■ OBJETIVO
Prosigue el fragmento sobre el Reino de Jesús a partir de su última oración.

■ EXTRACTO DEL DOCUMENTO
---*---

En el Evangelio no aparece claramente que hubiera un encuentro
entre aquellos griegos y Jesús. La vista de Jesús va mucho más
allá. El núcleo de su respuesta a la solicitud de aquellas
personas es: "Si el grano de trigo no cae en tierra y muere,
queda infecundo; pero si muere, da mucho fruto" (Jn 12,24). Y
esto quiere decir: ahora no tiene importancia un coloquio más o
menos breve con algunas personas, que después vuelven a casa.
Vendré al encuentro del mundo de los griegos como grano de trigo
muerto y resucitado, de manera totalmente nueva y por encima de
los límites del momento. Por su resurrección, Jesús supera los
límites del espacio y del tiempo. Como Resucitado, recorre la
inmensidad del mundo y de la historia. Sí, como Resucitado, va a
los griegos y habla con ellos, se les manifiesta, de modo que
ellos, los lejanos, se convierten en cercanos y, precisamente en
su lengua, en su cultura, la palabra de Jesús irá avanzando y
será entendida de un modo nuevo: así viene su Reino. Por tanto,
podemos reconocer dos características esenciales de este Reino.
La primera es que este Reino pasa por la cruz. Puesto que Jesús
se entrega totalmente, como Resucitado puede pertenecer a todos
y hacerse presente a todos. En la sagrada Eucaristía recibimos
el fruto del grano de trigo que muere, la multiplicación de los
panes que continúa hasta el fin del mundo y en todos los
tiempos. La segunda característica dice: su Reino es universal.
Se cumple la antigua esperanza de Israel: esta realeza de David
ya no conoce fronteras. Se extiende "de mar a mar", como dice el
profeta Zacarías (9,10), es decir, abarca todo el mundo. Pero
esto es posible sólo porque no es la soberanía de un poder
político, sino que se basa únicamente en la libre adhesión del
amor; un amor que responde al amor de Jesucristo, que se ha
entregado por todos. Pienso que siempre hemos de aprender de
nuevo ambas cosas. Ante todo, la universalidad, la catolicidad.

---*---

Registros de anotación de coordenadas
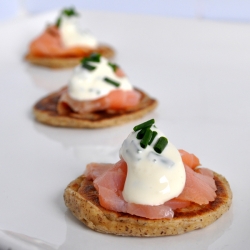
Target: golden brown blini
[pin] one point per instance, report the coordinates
(45, 111)
(81, 198)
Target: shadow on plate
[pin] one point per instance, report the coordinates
(79, 237)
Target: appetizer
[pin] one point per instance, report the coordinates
(98, 95)
(153, 190)
(64, 44)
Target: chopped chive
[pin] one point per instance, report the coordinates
(87, 66)
(94, 57)
(141, 133)
(58, 22)
(113, 66)
(69, 12)
(146, 124)
(106, 79)
(66, 12)
(160, 144)
(153, 137)
(146, 138)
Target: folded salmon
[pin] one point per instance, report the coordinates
(109, 181)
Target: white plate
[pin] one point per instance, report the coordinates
(199, 72)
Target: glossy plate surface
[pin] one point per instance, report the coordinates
(199, 72)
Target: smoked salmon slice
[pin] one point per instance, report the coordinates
(49, 44)
(109, 181)
(189, 159)
(115, 100)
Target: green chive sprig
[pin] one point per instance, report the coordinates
(94, 57)
(66, 12)
(146, 124)
(146, 138)
(160, 144)
(108, 80)
(113, 66)
(154, 134)
(141, 133)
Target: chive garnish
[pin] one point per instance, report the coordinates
(86, 65)
(58, 22)
(66, 12)
(146, 124)
(153, 137)
(69, 12)
(141, 133)
(160, 144)
(94, 57)
(113, 66)
(146, 138)
(106, 79)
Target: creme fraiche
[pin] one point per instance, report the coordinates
(152, 178)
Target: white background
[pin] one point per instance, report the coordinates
(199, 72)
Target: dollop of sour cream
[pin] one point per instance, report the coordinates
(72, 35)
(87, 85)
(152, 178)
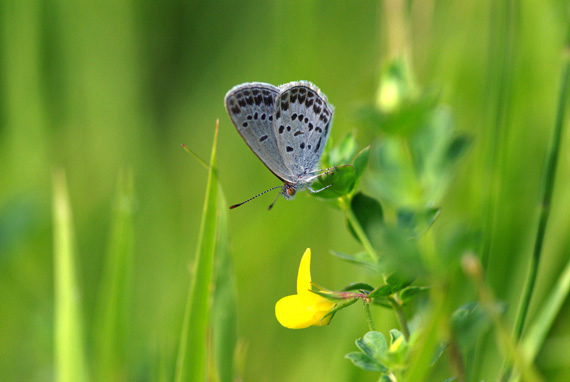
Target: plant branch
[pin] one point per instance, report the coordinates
(401, 316)
(369, 319)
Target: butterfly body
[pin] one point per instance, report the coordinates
(287, 127)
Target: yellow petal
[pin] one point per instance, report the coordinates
(304, 275)
(292, 313)
(305, 308)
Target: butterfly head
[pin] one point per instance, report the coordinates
(289, 191)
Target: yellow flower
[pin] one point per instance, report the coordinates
(304, 308)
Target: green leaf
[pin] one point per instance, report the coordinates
(369, 214)
(381, 291)
(70, 360)
(358, 286)
(224, 310)
(373, 344)
(192, 351)
(437, 353)
(341, 182)
(397, 281)
(458, 147)
(395, 334)
(364, 362)
(113, 305)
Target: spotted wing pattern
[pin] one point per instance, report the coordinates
(251, 108)
(303, 119)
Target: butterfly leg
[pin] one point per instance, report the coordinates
(317, 191)
(324, 171)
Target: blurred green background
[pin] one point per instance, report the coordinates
(96, 88)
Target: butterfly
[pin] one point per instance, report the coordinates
(287, 127)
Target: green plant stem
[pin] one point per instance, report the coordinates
(548, 187)
(401, 316)
(507, 344)
(345, 205)
(369, 319)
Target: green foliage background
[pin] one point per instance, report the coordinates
(102, 88)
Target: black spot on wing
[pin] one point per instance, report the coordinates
(318, 144)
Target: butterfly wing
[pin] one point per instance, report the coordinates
(303, 119)
(251, 109)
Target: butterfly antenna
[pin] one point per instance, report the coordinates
(250, 199)
(272, 204)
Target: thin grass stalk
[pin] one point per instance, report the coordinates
(548, 187)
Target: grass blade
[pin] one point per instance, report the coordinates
(190, 365)
(225, 309)
(70, 362)
(112, 323)
(543, 322)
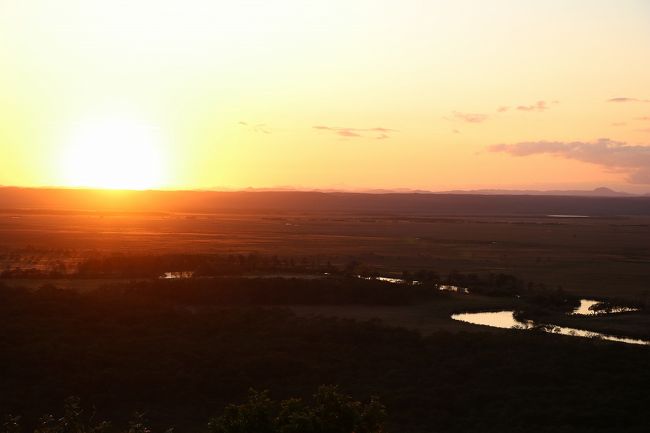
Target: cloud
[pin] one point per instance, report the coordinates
(623, 99)
(261, 128)
(378, 133)
(613, 155)
(470, 117)
(538, 106)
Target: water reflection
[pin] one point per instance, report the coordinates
(507, 320)
(442, 287)
(589, 307)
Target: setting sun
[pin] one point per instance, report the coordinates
(113, 153)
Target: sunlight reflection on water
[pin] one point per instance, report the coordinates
(507, 320)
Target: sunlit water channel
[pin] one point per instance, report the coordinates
(507, 320)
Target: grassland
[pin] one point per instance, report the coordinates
(606, 257)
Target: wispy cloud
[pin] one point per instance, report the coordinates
(625, 99)
(470, 117)
(378, 133)
(538, 106)
(261, 128)
(614, 155)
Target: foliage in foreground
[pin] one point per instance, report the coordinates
(330, 412)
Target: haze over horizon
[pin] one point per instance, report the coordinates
(419, 95)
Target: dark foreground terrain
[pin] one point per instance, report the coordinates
(181, 357)
(271, 299)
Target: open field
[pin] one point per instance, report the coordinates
(608, 256)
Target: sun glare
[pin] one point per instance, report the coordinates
(113, 153)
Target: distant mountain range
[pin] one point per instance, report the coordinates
(597, 192)
(600, 202)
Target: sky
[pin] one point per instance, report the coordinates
(342, 94)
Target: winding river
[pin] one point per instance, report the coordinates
(507, 320)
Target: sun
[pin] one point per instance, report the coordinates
(113, 153)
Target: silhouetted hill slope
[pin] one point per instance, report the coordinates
(299, 201)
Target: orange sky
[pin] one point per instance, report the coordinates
(325, 94)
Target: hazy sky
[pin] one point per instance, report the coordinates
(337, 93)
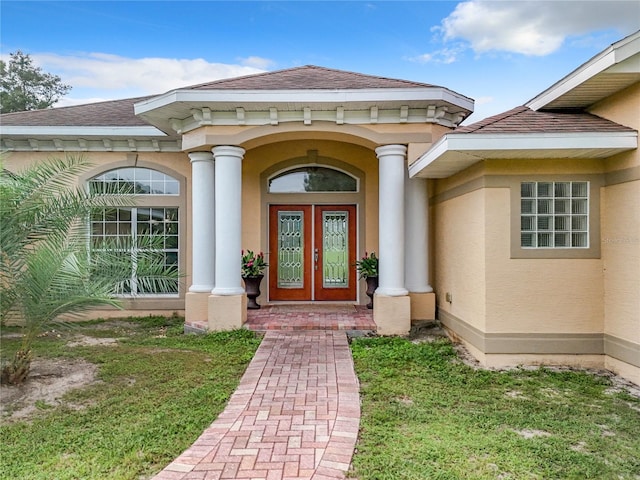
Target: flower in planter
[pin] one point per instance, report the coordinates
(367, 266)
(252, 264)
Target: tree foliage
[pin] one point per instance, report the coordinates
(49, 271)
(24, 86)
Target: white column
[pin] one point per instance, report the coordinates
(417, 236)
(392, 167)
(228, 219)
(203, 224)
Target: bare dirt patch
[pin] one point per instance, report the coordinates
(47, 383)
(85, 341)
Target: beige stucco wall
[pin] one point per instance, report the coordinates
(621, 234)
(460, 267)
(536, 295)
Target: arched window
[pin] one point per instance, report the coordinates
(135, 180)
(312, 179)
(151, 225)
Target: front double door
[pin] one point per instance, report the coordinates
(312, 251)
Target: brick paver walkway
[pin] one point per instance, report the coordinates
(294, 416)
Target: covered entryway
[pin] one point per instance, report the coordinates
(312, 251)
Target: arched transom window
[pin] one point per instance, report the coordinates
(312, 179)
(135, 180)
(151, 225)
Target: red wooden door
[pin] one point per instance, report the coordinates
(312, 250)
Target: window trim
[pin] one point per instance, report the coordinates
(296, 168)
(595, 182)
(552, 230)
(161, 301)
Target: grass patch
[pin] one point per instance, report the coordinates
(157, 390)
(427, 415)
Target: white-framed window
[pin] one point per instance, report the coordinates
(151, 226)
(312, 179)
(554, 215)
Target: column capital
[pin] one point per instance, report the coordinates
(201, 156)
(228, 151)
(385, 150)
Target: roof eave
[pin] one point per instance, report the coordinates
(174, 110)
(453, 153)
(598, 65)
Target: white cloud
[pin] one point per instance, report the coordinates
(445, 55)
(257, 62)
(534, 27)
(107, 76)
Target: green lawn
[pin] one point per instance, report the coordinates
(426, 415)
(157, 391)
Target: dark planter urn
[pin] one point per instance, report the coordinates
(372, 284)
(252, 287)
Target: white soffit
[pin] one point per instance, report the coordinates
(76, 131)
(177, 110)
(615, 68)
(453, 153)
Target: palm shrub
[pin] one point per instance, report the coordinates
(48, 269)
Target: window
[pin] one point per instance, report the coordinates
(138, 181)
(150, 227)
(312, 179)
(554, 215)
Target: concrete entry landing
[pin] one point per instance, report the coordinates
(294, 416)
(316, 316)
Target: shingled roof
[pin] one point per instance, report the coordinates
(308, 77)
(121, 112)
(101, 114)
(524, 120)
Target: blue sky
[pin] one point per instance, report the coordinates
(501, 53)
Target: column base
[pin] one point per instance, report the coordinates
(392, 315)
(227, 312)
(196, 307)
(423, 306)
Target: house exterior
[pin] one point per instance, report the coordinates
(523, 228)
(536, 221)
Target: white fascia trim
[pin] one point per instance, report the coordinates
(481, 144)
(616, 53)
(69, 131)
(287, 97)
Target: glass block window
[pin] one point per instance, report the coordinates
(312, 179)
(134, 180)
(554, 214)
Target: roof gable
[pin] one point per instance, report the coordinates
(308, 77)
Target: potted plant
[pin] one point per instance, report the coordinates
(367, 267)
(252, 273)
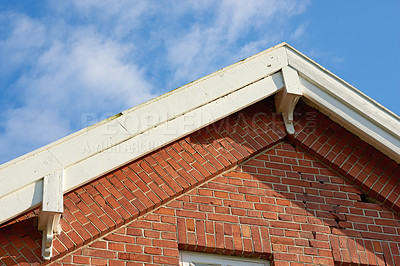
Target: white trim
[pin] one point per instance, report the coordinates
(100, 148)
(287, 99)
(190, 258)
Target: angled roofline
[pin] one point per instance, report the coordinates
(91, 152)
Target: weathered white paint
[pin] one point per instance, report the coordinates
(348, 106)
(52, 208)
(287, 99)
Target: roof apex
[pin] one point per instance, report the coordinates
(109, 144)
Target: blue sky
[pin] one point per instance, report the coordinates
(67, 64)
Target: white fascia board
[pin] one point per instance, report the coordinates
(89, 153)
(347, 105)
(165, 133)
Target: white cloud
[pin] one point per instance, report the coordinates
(102, 57)
(234, 30)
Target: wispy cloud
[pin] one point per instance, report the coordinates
(102, 57)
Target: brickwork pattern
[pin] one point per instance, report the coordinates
(203, 195)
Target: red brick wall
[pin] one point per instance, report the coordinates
(240, 186)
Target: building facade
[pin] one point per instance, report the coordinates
(291, 175)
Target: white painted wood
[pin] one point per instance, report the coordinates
(189, 258)
(21, 200)
(355, 122)
(345, 93)
(52, 208)
(18, 175)
(111, 143)
(52, 225)
(88, 142)
(53, 192)
(109, 158)
(287, 99)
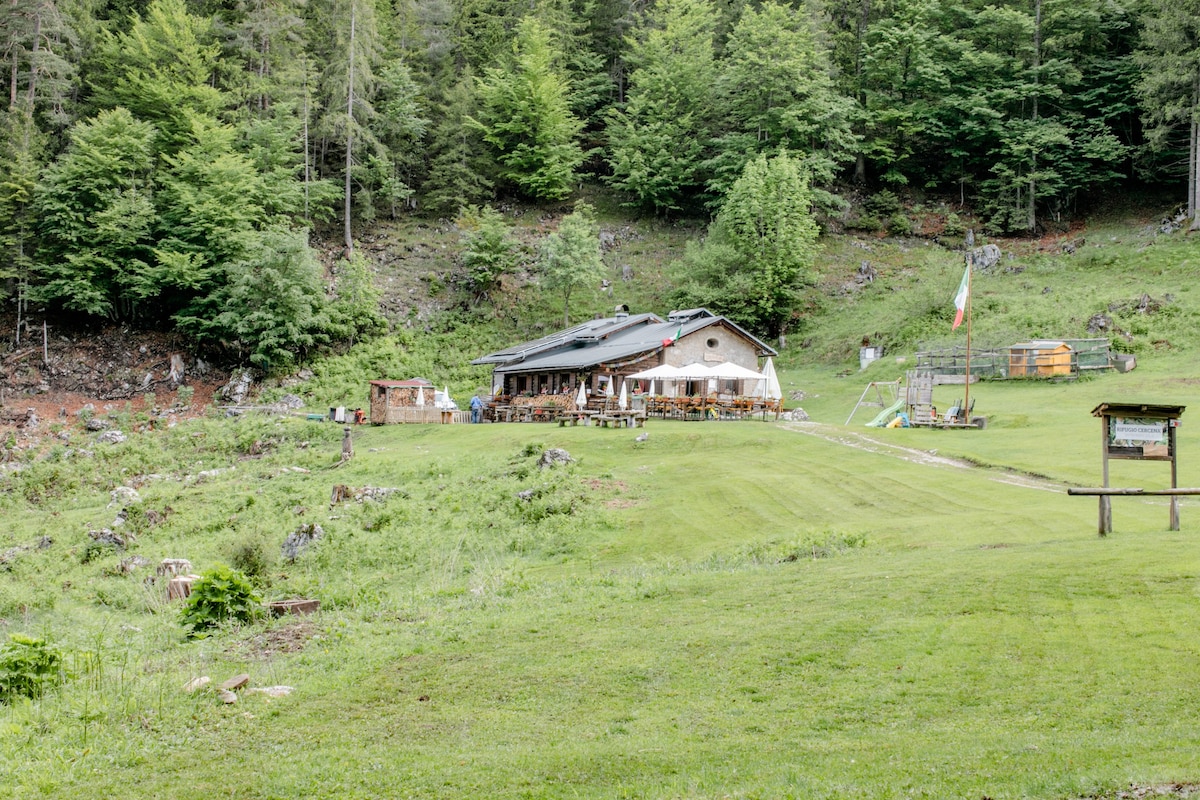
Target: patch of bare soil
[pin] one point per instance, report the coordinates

---*---

■ RESPUESTA
Ésta significa que nadie puede considerarse a sí mismo, a su
cultura a su tiempo y su mundo como absoluto. Y eso requiere que
todos nos acojamos recíprocamente, renunciando a algo nuestro.
La universalidad incluye el misterio de la cruz, la superación
de sí mismos, la obediencia a la palabra de Jesucristo, que es
común, en la común Iglesia. La universalidad es siempre una
superación de sí mismos, renunciar a algo personal. La
universalidad y la cruz van juntas. Sólo así se crea la paz.
La palabra sobre el grano de trigo que muere sigue formando
parte de la respuesta de Jesús a los griegos, es su respuesta.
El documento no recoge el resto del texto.